EXERCISE OBJECTIVE:
Take the material and output all of it exactly.

[Source data]
Begin
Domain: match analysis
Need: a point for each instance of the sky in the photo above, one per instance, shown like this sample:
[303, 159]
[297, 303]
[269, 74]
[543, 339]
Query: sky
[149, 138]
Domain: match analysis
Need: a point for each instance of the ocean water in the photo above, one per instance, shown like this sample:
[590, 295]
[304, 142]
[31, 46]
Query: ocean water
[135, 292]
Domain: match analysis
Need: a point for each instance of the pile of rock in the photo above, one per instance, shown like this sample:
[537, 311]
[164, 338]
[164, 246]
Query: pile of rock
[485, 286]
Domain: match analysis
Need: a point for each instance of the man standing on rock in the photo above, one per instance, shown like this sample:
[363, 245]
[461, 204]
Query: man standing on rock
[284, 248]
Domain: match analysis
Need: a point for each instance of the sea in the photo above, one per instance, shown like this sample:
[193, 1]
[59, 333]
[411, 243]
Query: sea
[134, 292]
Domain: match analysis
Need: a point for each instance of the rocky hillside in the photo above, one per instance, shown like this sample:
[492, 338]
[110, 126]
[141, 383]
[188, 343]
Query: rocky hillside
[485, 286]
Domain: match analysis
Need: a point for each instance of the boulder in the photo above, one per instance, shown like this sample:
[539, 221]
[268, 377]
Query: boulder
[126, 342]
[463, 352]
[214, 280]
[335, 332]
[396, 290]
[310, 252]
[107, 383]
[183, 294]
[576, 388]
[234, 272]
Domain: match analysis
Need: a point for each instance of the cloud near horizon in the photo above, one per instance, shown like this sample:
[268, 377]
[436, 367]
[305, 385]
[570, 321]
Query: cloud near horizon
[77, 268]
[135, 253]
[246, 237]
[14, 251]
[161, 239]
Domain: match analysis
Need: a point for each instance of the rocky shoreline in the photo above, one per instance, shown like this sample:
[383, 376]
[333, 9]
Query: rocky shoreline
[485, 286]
End
ANSWER TO THIS EXERCISE:
Domain: match analysis
Need: a point for each instance of the sky in the photo above, one per instance, shown like this sample:
[303, 159]
[297, 303]
[269, 74]
[543, 339]
Query: sky
[149, 138]
Domain: match analysis
Need: a point for each instance of the ocean water in the photo above, one per instance, shown like this sample:
[590, 295]
[304, 142]
[31, 46]
Query: ocean water
[135, 292]
Domain: match analysis
Need: a point for each instance of the pile of rock in the photo above, one per instance, shown like this sample:
[537, 311]
[164, 338]
[164, 246]
Query: pile of rock
[485, 286]
Domain: match analysis
Need: a point for each instance of the man standing on rock in the photo above, one per instance, shown like this sample:
[363, 245]
[461, 204]
Query: man standing on rock
[284, 248]
Domain: match analysis
Need: a point for each instance of the sea in the photo above, one per instance, shown like this sample:
[193, 1]
[59, 333]
[411, 243]
Query: sea
[134, 292]
Domain: match analysis
Need: a point for each instance of the rocky hillside in the photo above, one per instance, shown like this sample:
[492, 338]
[110, 126]
[141, 383]
[188, 343]
Query: rocky hillside
[485, 286]
Domain: match analysis
Need: a point for each instance of the boulder in the photo above, one per instance, shown like this sample:
[539, 221]
[268, 377]
Query: boulder
[126, 342]
[463, 352]
[214, 280]
[335, 332]
[396, 290]
[310, 252]
[107, 383]
[183, 294]
[576, 388]
[234, 272]
Domain: match analysis
Need: a point for each instance of the cloud near horizon in the photo above, one per instance, shown like this sample:
[268, 377]
[436, 367]
[305, 385]
[570, 321]
Query: cloud near horizon
[77, 268]
[135, 253]
[246, 237]
[14, 251]
[161, 239]
Domain: match analysis
Need: a point for each instance of the rocky shoreline in the photo above, one per instance, shown like this sample:
[383, 376]
[333, 9]
Query: rocky shoreline
[485, 286]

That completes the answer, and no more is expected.